> [The problem]: When copying the listing below, skip every picture and repeat exactly the lines from the first one through the line that contains "object: train front car".

────────────────────────────────────────

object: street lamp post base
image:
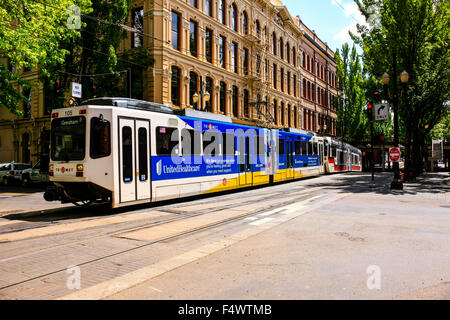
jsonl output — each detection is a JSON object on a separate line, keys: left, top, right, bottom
{"left": 390, "top": 180, "right": 403, "bottom": 190}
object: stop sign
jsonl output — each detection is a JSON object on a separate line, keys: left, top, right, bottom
{"left": 389, "top": 147, "right": 401, "bottom": 162}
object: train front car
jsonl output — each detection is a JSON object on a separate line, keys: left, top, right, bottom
{"left": 44, "top": 104, "right": 114, "bottom": 206}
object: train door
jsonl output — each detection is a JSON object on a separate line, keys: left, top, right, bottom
{"left": 285, "top": 137, "right": 294, "bottom": 179}
{"left": 119, "top": 118, "right": 151, "bottom": 203}
{"left": 239, "top": 136, "right": 253, "bottom": 186}
{"left": 319, "top": 142, "right": 324, "bottom": 174}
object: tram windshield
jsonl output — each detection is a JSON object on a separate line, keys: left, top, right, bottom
{"left": 51, "top": 116, "right": 86, "bottom": 161}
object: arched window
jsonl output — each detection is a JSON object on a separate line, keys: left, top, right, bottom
{"left": 171, "top": 66, "right": 181, "bottom": 106}
{"left": 189, "top": 71, "right": 199, "bottom": 109}
{"left": 244, "top": 89, "right": 249, "bottom": 118}
{"left": 286, "top": 42, "right": 290, "bottom": 63}
{"left": 205, "top": 77, "right": 213, "bottom": 112}
{"left": 242, "top": 11, "right": 248, "bottom": 35}
{"left": 255, "top": 20, "right": 260, "bottom": 38}
{"left": 231, "top": 3, "right": 238, "bottom": 31}
{"left": 288, "top": 104, "right": 291, "bottom": 127}
{"left": 232, "top": 86, "right": 239, "bottom": 117}
{"left": 274, "top": 99, "right": 278, "bottom": 124}
{"left": 219, "top": 81, "right": 226, "bottom": 113}
{"left": 272, "top": 32, "right": 277, "bottom": 55}
{"left": 279, "top": 37, "right": 284, "bottom": 59}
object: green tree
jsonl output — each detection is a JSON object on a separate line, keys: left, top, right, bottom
{"left": 0, "top": 0, "right": 92, "bottom": 115}
{"left": 353, "top": 0, "right": 450, "bottom": 178}
{"left": 335, "top": 43, "right": 367, "bottom": 145}
{"left": 45, "top": 0, "right": 154, "bottom": 108}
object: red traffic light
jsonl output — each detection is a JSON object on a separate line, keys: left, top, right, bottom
{"left": 380, "top": 135, "right": 385, "bottom": 141}
{"left": 368, "top": 104, "right": 373, "bottom": 109}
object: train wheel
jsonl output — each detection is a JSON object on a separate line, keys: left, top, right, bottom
{"left": 72, "top": 200, "right": 93, "bottom": 207}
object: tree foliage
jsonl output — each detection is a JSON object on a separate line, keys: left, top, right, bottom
{"left": 335, "top": 43, "right": 367, "bottom": 145}
{"left": 0, "top": 0, "right": 92, "bottom": 114}
{"left": 353, "top": 0, "right": 450, "bottom": 177}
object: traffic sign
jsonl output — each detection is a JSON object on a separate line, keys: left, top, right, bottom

────────────────────────────────────────

> [Your response]:
object: street lamp post base
image:
jsonl output — each detection is a JSON object on a separate line, keys: left, top, right, bottom
{"left": 390, "top": 180, "right": 403, "bottom": 190}
object: stop sign
jsonl output — each detection is a JSON object on a separate line, keys: left, top, right, bottom
{"left": 389, "top": 147, "right": 401, "bottom": 162}
object: train front car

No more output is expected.